→ What you should do: Could you please reproduce every record below exactly, leaving out the pictures?

→ Point-per-instance localization data:
=== Section Start ===

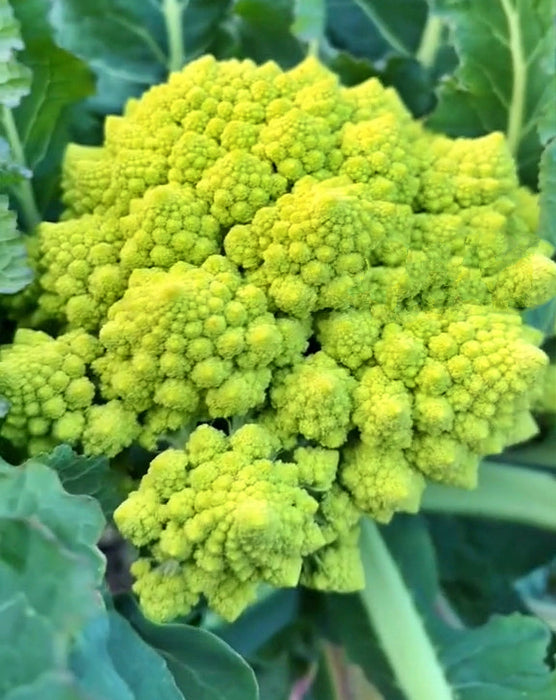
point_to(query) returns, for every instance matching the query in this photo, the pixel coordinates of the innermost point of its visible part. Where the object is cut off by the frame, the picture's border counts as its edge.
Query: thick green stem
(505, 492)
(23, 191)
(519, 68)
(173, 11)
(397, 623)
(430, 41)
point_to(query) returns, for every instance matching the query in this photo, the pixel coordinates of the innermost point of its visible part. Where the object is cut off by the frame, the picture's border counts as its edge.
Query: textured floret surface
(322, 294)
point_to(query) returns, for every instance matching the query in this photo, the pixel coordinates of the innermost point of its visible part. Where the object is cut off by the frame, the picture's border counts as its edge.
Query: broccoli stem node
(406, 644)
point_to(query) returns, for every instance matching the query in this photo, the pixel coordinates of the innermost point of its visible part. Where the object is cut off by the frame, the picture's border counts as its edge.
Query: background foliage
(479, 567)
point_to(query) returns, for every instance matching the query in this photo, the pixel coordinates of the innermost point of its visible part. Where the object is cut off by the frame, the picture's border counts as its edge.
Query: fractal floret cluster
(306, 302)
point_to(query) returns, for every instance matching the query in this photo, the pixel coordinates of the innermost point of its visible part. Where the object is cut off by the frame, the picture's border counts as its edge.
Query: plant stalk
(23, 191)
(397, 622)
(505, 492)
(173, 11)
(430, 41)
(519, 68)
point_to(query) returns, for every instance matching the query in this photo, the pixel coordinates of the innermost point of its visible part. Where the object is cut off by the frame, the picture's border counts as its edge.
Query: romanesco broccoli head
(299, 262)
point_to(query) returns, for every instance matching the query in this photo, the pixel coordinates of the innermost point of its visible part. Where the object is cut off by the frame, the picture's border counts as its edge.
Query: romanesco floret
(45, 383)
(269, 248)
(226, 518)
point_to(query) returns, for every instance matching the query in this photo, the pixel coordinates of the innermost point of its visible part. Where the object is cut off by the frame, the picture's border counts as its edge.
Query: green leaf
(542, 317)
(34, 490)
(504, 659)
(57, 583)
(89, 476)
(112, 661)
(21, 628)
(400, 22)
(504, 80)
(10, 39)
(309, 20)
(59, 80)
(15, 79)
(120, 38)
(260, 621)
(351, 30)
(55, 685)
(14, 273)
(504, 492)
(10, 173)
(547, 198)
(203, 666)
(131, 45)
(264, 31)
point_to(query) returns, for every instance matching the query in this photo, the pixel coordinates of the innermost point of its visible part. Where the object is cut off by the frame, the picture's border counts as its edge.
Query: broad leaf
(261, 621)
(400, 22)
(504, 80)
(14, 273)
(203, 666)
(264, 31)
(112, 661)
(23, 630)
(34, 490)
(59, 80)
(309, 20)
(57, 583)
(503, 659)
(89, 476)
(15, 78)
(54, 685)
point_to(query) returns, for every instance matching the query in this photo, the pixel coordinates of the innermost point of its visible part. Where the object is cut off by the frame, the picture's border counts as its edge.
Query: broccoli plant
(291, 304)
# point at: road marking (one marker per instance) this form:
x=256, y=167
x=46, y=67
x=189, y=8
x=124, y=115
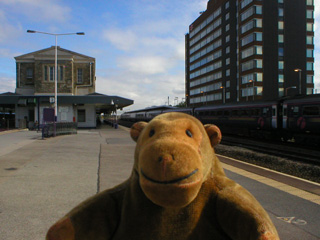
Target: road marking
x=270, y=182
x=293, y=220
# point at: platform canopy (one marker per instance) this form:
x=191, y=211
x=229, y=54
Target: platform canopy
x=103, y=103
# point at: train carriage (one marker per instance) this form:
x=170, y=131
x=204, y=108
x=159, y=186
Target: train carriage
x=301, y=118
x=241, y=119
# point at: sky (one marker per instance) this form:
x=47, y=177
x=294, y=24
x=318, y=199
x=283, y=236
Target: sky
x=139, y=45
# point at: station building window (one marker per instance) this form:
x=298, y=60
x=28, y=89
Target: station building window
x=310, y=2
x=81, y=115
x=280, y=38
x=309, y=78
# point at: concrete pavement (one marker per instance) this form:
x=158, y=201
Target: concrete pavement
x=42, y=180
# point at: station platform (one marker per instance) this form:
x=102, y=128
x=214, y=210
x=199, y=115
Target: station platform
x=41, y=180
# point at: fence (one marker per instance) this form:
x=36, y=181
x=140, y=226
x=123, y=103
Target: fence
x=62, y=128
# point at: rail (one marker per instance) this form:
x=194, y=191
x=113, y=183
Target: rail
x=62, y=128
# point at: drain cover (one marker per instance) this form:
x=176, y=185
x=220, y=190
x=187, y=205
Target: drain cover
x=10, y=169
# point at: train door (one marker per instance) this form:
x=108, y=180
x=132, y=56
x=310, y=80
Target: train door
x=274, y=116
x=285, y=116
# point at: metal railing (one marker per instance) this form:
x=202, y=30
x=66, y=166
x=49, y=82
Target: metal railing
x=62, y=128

=== Section End ===

→ Worked solution:
point_to(query) returns, for every instance matching the query in this photo, the pixel coordinates of the innermost point of its visible part. Where the object is cut off by the frame, the picture's border counts as its edge.
Query: thick green stem
(505, 492)
(23, 191)
(519, 68)
(173, 11)
(397, 623)
(430, 41)
point_to(query) returns, for every instance matching the query in this photo, the pixel coordinates of the innermost point of its visible part. Where the object is cut off by the frame, the picture's border counts as its edge.
Query: textured floret surface
(322, 294)
point_to(query) returns, for every instance matching the query in this photo, the pixel coordinates of the innermost point of its visible part. Where the object is cut off by the frame, the picture's border counts as its edge.
Query: broccoli stem node
(406, 644)
point_to(query) returns, for every instance matching the query in this photo, the pixel coordinates of the innermost point of its visible part. Where the object is cut off by the frame, the picture's border counts as its edge.
Query: background foliage
(479, 567)
point_to(query) returns, for every instance matching the query in this photo, the pixel coordinates of the innermost point of its visible part. Where the object is cut off by the frame, the picture's border counts as its edge.
Query: fractal floret cluster
(306, 302)
point_to(query) returns, for every instance matching the query in this photo, the pixel coordinates of the innermost point of its visible part. Where the object is cut off by the frame, the picture's border counts as its edge.
Query: plant stalk
(23, 191)
(397, 622)
(505, 492)
(173, 11)
(430, 41)
(519, 68)
point_to(query) returns, for every instance matching the query in this photo, the pixel coordinates of the innermost point of its visible part. Where the object is cut off by the frame, the picture's border counts as its edge.
Query: romanesco broccoli head
(299, 262)
point_to(query) returns, for every instance matching the query in this photo, the pixel coordinates of the innermost point of its visible part. Where the object is cut off by the frame, the picture's border counts as its edge.
Query: romanesco floret
(45, 383)
(269, 248)
(226, 518)
point_to(query) returns, for every instance matching the query in this photo, the pixel coordinates of the innermost point of its visible part. Where the object is cut off by the frame, the picture's border counts as its edge.
Query: green leaf
(542, 317)
(34, 490)
(504, 659)
(57, 583)
(89, 476)
(112, 661)
(21, 628)
(400, 22)
(504, 80)
(10, 39)
(309, 20)
(59, 80)
(15, 79)
(120, 38)
(260, 621)
(351, 30)
(55, 685)
(14, 273)
(504, 492)
(10, 173)
(547, 198)
(203, 666)
(131, 45)
(264, 31)
point_to(query) returns, for every instance matching the query in this photo, the pixel coordinates of the innermost point of its visible part. Where the object is cut off by the frame, the picture's border counts as its edge.
Query: broad leaf
(261, 621)
(400, 22)
(504, 80)
(14, 273)
(203, 666)
(264, 31)
(112, 661)
(23, 630)
(34, 490)
(59, 80)
(309, 20)
(57, 583)
(503, 659)
(89, 476)
(15, 78)
(54, 685)
point_to(query) returns, for every instance matching the query in this photo, the pixel coordinates of the innermost point of its visible part. Where the object is cut off by the frame, the picture's border counts as its edge.
Query: broccoli plant
(291, 304)
# point at: road marking (one marker per instance) this form:
x=256, y=167
x=46, y=67
x=189, y=8
x=124, y=115
Target: road marking
x=270, y=182
x=293, y=220
# point at: platform canopy (one marker per instance) this form:
x=191, y=211
x=229, y=54
Target: platform canopy
x=103, y=103
# point at: train carriage (one marker per instance) this form:
x=170, y=131
x=204, y=108
x=159, y=186
Target: train carriage
x=301, y=118
x=241, y=119
# point at: sky (one marker per instance) this form:
x=47, y=177
x=294, y=24
x=318, y=199
x=283, y=236
Target: sky
x=139, y=45
# point at: station building window (one marker per instance) this form:
x=298, y=60
x=28, y=89
Target: station building window
x=310, y=2
x=81, y=115
x=280, y=38
x=309, y=78
# point at: concrete pavement (one marker per instance) this form:
x=158, y=201
Target: concrete pavement
x=42, y=180
# point at: station platform (one marker per instance) this form:
x=102, y=128
x=214, y=210
x=199, y=115
Target: station platform
x=41, y=180
# point at: fence (one marker per instance) this form:
x=36, y=181
x=140, y=226
x=123, y=103
Target: fence
x=62, y=128
# point at: rail (one marker per instance) this form:
x=194, y=191
x=113, y=183
Target: rail
x=62, y=128
# point at: drain cover (one marker per instance) this form:
x=176, y=185
x=220, y=190
x=187, y=205
Target: drain cover
x=10, y=169
# point at: train door (one marker per instance) this form:
x=108, y=180
x=132, y=56
x=310, y=80
Target: train door
x=274, y=116
x=285, y=116
# point at: metal railing (one marker per instance) this form:
x=202, y=30
x=66, y=166
x=49, y=82
Target: metal railing
x=62, y=128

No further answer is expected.